__Work request__. In the entries that follow, the line with "Target: vintage radio" opens the range and the line with "Can you find the film" closes it; repeat that range exactly, both lines included.

------ Available data ------

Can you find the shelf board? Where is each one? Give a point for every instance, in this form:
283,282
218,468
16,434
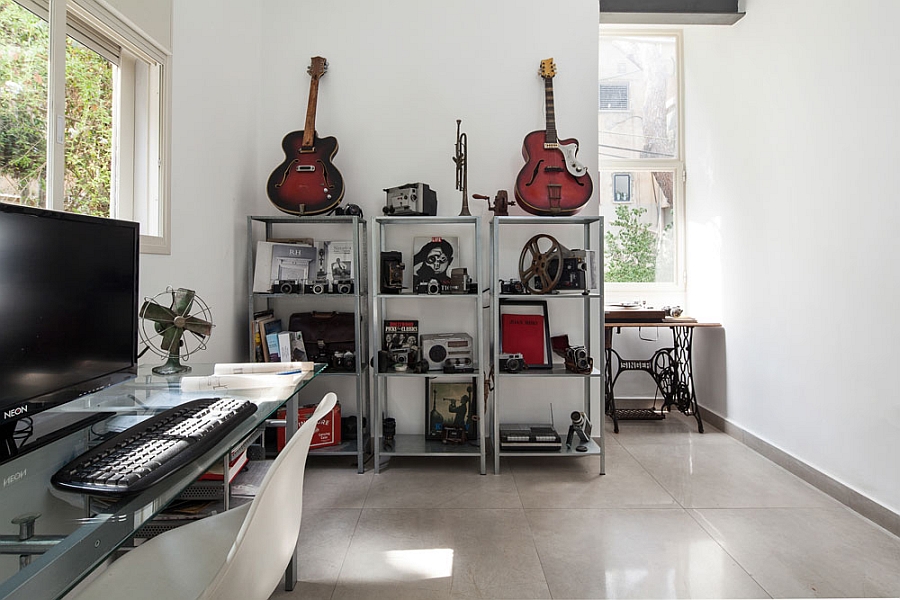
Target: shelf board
417,445
593,450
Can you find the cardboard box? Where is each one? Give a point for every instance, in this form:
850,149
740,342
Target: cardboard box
328,430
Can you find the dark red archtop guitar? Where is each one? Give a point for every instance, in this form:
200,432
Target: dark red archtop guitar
552,182
307,183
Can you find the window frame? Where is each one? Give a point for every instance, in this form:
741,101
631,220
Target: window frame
676,165
142,109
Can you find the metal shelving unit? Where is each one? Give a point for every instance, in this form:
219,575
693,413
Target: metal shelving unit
591,308
260,228
397,233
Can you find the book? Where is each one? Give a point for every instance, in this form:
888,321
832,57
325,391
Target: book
292,262
290,346
268,327
524,334
400,334
432,261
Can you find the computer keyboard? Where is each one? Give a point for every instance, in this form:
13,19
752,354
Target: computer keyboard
141,455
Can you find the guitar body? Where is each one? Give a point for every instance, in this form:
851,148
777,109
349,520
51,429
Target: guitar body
545,186
307,182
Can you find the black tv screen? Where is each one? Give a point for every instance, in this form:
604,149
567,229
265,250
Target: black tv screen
68,307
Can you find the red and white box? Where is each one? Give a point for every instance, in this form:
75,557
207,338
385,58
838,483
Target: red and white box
328,429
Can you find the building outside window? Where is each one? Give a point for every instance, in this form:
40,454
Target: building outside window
641,180
82,115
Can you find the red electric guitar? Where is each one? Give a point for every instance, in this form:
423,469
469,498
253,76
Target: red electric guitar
552,182
307,183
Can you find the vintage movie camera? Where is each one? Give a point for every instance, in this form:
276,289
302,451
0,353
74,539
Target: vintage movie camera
315,286
392,268
581,426
342,286
410,199
557,268
513,286
511,362
286,286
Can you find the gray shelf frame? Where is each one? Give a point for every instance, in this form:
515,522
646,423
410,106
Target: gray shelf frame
592,239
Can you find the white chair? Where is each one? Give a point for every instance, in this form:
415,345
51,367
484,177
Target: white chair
240,554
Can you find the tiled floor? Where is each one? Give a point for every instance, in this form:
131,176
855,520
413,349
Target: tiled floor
678,514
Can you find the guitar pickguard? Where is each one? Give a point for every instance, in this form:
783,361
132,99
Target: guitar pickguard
573,166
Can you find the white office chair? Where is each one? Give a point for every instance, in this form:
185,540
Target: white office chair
240,554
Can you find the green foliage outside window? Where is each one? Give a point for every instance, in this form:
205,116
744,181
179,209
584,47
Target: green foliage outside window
24,47
631,248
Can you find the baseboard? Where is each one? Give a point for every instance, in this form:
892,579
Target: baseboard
866,507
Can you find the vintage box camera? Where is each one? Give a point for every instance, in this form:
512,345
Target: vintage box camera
511,362
343,361
439,347
411,199
578,360
513,286
342,286
392,268
430,287
315,286
460,282
286,286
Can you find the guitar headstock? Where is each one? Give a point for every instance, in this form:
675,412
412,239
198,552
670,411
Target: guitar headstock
317,67
548,68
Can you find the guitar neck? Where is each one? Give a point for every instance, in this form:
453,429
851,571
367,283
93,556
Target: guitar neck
550,138
309,129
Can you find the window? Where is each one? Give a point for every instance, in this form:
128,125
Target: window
641,180
82,115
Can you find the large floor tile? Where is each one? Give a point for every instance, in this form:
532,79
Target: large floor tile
626,553
460,553
832,553
413,482
574,483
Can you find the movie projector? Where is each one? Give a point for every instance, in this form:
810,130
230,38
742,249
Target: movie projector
166,319
546,266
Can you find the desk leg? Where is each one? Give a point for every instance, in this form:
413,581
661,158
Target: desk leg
683,395
290,428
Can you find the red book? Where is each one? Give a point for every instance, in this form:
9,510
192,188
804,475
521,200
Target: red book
524,334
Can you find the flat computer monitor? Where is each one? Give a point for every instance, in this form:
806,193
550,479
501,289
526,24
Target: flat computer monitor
68,315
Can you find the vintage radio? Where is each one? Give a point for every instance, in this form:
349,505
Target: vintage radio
411,199
437,348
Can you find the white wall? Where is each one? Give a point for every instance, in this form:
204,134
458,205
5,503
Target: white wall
791,145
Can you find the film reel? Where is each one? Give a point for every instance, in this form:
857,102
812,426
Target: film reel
543,266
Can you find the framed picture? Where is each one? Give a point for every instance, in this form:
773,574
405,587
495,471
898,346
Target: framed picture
432,260
450,403
525,330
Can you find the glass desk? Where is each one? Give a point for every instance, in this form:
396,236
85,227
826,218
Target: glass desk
80,534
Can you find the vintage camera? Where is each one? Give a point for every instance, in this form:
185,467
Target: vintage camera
411,199
460,282
392,268
459,365
511,362
342,286
578,360
343,361
286,286
452,434
430,287
513,286
315,286
581,427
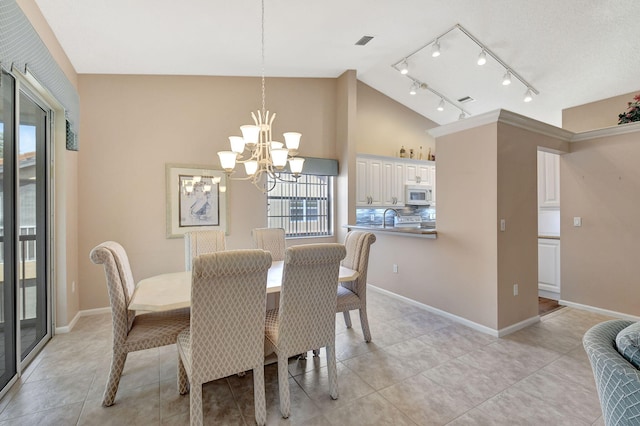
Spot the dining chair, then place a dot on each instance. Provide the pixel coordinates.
(306, 317)
(270, 239)
(201, 242)
(131, 332)
(228, 304)
(353, 294)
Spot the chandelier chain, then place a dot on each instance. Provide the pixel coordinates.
(263, 85)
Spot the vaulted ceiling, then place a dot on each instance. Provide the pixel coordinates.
(571, 51)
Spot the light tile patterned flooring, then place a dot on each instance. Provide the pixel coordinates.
(420, 369)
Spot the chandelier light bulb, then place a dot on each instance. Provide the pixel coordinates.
(435, 52)
(404, 67)
(528, 95)
(482, 58)
(506, 80)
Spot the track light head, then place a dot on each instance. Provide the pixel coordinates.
(528, 95)
(482, 58)
(506, 80)
(435, 50)
(404, 67)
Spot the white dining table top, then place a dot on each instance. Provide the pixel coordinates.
(173, 290)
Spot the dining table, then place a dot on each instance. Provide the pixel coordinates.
(173, 290)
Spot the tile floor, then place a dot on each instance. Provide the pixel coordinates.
(420, 369)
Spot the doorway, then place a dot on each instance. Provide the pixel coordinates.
(25, 308)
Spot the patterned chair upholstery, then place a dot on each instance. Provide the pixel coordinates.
(271, 240)
(306, 317)
(228, 303)
(617, 380)
(131, 332)
(353, 294)
(201, 242)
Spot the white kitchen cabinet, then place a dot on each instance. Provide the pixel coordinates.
(548, 180)
(549, 268)
(368, 181)
(380, 181)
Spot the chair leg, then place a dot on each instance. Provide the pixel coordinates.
(347, 319)
(333, 371)
(195, 403)
(283, 385)
(259, 401)
(364, 322)
(117, 365)
(183, 379)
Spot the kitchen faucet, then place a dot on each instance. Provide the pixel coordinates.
(384, 216)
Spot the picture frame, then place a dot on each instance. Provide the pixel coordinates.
(196, 199)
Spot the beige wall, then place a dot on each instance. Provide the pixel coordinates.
(385, 125)
(596, 115)
(600, 182)
(457, 272)
(133, 125)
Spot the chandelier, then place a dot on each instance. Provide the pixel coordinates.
(264, 156)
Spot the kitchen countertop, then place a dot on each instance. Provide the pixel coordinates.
(429, 232)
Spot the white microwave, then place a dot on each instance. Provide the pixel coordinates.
(418, 195)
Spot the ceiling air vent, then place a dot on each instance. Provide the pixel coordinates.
(364, 40)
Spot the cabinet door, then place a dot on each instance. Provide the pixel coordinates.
(548, 180)
(398, 183)
(362, 191)
(375, 182)
(549, 265)
(417, 174)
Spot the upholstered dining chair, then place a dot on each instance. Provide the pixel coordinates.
(306, 317)
(201, 242)
(131, 332)
(353, 294)
(228, 304)
(271, 240)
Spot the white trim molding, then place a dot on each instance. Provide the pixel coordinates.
(86, 313)
(474, 325)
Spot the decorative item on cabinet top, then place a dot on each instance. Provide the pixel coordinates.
(380, 181)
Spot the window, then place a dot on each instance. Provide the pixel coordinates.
(302, 208)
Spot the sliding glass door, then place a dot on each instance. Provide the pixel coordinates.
(25, 314)
(8, 367)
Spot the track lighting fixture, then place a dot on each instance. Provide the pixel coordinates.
(506, 80)
(435, 52)
(404, 67)
(482, 58)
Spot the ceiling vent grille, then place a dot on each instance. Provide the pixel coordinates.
(466, 100)
(364, 40)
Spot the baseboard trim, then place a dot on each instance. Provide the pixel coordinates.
(464, 321)
(601, 311)
(85, 313)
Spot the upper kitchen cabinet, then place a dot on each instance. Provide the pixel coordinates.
(380, 181)
(548, 180)
(368, 181)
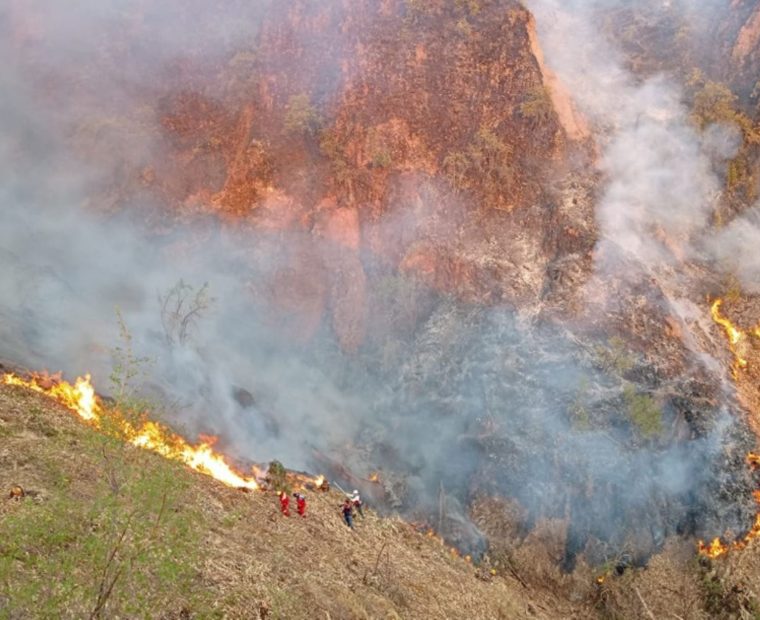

------

__Output__.
Target: vintage radio
411,199
437,348
Can you find the white wall? Where is each one? Give a point for every instance, in this form:
204,134
458,205
5,503
Target: white wall
791,145
Can you find the film reel? Where is each one? Give a point for every instance, in this form:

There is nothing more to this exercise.